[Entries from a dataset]
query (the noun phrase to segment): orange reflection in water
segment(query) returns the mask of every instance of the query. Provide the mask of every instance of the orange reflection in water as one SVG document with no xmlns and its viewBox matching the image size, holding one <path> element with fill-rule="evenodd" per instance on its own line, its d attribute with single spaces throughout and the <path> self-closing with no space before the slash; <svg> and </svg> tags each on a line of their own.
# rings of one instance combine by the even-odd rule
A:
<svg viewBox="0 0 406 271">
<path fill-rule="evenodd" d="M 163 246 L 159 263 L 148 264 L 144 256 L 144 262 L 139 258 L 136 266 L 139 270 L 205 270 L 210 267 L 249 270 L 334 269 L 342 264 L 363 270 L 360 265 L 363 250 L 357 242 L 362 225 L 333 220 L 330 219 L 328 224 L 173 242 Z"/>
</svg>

What the task requires: Repeat each of the entries above precisely as given.

Exercise answer:
query (the noun phrase to segment): orange reflection in water
segment(query) returns the mask of every instance of the query. Provide the mask of every instance of the orange reflection in water as one SVG document with no xmlns and its viewBox matching the image size, holding one <path> element with fill-rule="evenodd" per instance on its own line, its d attribute with single spaces throughout and the <path> self-closing with no space before the slash; <svg> and </svg> tags each on a line of their own.
# rings of one instance combine by the even-odd rule
A:
<svg viewBox="0 0 406 271">
<path fill-rule="evenodd" d="M 163 246 L 159 263 L 148 264 L 144 256 L 144 262 L 139 258 L 136 266 L 139 270 L 205 270 L 210 267 L 249 270 L 334 269 L 342 264 L 363 270 L 360 265 L 363 250 L 357 242 L 362 225 L 333 220 L 330 219 L 328 224 L 173 242 Z"/>
</svg>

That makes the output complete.